Teks Pilihan
**********
5) JARI-JARI TANGAN KANAN UNTUK KELINGKING DAN JARI MANIS DIGENGGAM SEDANGKAN JARI TENGAH DAN IBU JARI MEMBENTUK LINGKARAN SEMENTARA POSISI JARI TELUNJUK BERISYARAT MENUNJUK KEMUDIAN MENGGERAK-GERAKANNYA

Dalil 1

مسند أحمد ١٥٥١٨: …حَدَّثَنِي عَامِرُ بْنُ عَبْدِ اللَّهِ بْنِ الزُّبَيْرِ عَنْ أَبِيهِ قَالَ كَانَ رَسُولُ اللَّهِ صَلَّى اللَّهُ عَلَيْهِ وَسَلَّمَ إِذَا جَلَسَ فِي التَّشَهُّدِ وَضَعَ يَدَهُ الْيُمْنَى عَلَى فَخِذِهِ الْيُمْنَى وَيَدَهُ الْيُسْرَى عَلَى فَخِذِهِ الْيُسْرَى وَأَشَارَ بِالسَّبَّابَةِ وَلَمْ يُجَاوِزْ بَصَرُهُ إِشَارَتَهُ

Musnad Ahmad 15518: …Telah menceritakan kepadaku 'Amir bin Abdullah bin Az Zubair dari Bapaknya berkata: Rasulullah SAW jika duduk tasyahud meletakkan tangannya di atas paha kanan dan meletakkan tangan kirinya di atas pahanya yang kiri, menunjuk dengan telunjuknnya dan pandangan mata beliau tidak melewati telunjuknya.
**********
Baris yang Diberikan
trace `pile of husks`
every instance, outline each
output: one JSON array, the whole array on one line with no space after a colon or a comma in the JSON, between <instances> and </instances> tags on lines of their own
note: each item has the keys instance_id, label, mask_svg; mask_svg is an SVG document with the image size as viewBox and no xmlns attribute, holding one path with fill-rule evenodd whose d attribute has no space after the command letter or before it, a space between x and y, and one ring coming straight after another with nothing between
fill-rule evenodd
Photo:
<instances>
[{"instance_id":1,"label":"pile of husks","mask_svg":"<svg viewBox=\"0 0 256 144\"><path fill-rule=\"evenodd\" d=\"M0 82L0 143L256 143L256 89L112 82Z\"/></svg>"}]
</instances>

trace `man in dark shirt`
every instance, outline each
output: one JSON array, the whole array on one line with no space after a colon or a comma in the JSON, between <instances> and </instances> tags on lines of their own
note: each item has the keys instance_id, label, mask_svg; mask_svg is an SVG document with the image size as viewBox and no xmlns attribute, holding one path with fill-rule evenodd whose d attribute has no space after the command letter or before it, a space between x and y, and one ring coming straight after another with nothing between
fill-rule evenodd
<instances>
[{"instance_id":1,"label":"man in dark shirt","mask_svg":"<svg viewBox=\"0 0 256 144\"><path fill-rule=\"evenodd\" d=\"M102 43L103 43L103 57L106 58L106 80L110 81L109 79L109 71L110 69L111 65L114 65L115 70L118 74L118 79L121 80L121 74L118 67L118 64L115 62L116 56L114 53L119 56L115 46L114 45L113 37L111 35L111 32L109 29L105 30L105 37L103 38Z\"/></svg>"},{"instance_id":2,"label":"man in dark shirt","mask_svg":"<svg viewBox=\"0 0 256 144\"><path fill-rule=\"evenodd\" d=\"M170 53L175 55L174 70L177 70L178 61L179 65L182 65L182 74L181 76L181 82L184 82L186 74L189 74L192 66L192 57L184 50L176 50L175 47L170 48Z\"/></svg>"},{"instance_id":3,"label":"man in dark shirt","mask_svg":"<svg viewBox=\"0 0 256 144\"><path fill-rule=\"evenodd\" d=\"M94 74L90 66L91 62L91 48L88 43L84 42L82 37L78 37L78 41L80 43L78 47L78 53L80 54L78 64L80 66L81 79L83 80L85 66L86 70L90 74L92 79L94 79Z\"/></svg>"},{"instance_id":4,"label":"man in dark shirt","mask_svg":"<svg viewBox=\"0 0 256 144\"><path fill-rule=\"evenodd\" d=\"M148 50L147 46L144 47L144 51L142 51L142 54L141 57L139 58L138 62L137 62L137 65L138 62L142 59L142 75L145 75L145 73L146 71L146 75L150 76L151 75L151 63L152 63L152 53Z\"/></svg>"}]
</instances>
**********
Tujuan 1
Ringkas paragraf dalam teks tentang posisi jari saat tasyahud yang diawali "Musnad Ahmad 15518" menjadi daftar poin berisi fakta-fakta utamanya.
Tujuan 2
Ambil dari kumpulan baris di atas setiap baris yang memuat kata "trace".

Jawaban Tertulis 1
- Sumber: Musnad Ahmad 15518, diceritakan oleh 'Amir bin Abdullah bin Az Zubair dari bapaknya.
- Saat duduk tasyahud, Rasulullah SAW meletakkan tangan di atas paha kanan dan tangan kiri di atas paha kiri.
- Beliau menunjuk dengan telunjuk.
- Pandangan mata beliau tidak melewati telunjuknya.

Jawaban Tertulis 2
trace `pile of husks`
trace `man in dark shirt`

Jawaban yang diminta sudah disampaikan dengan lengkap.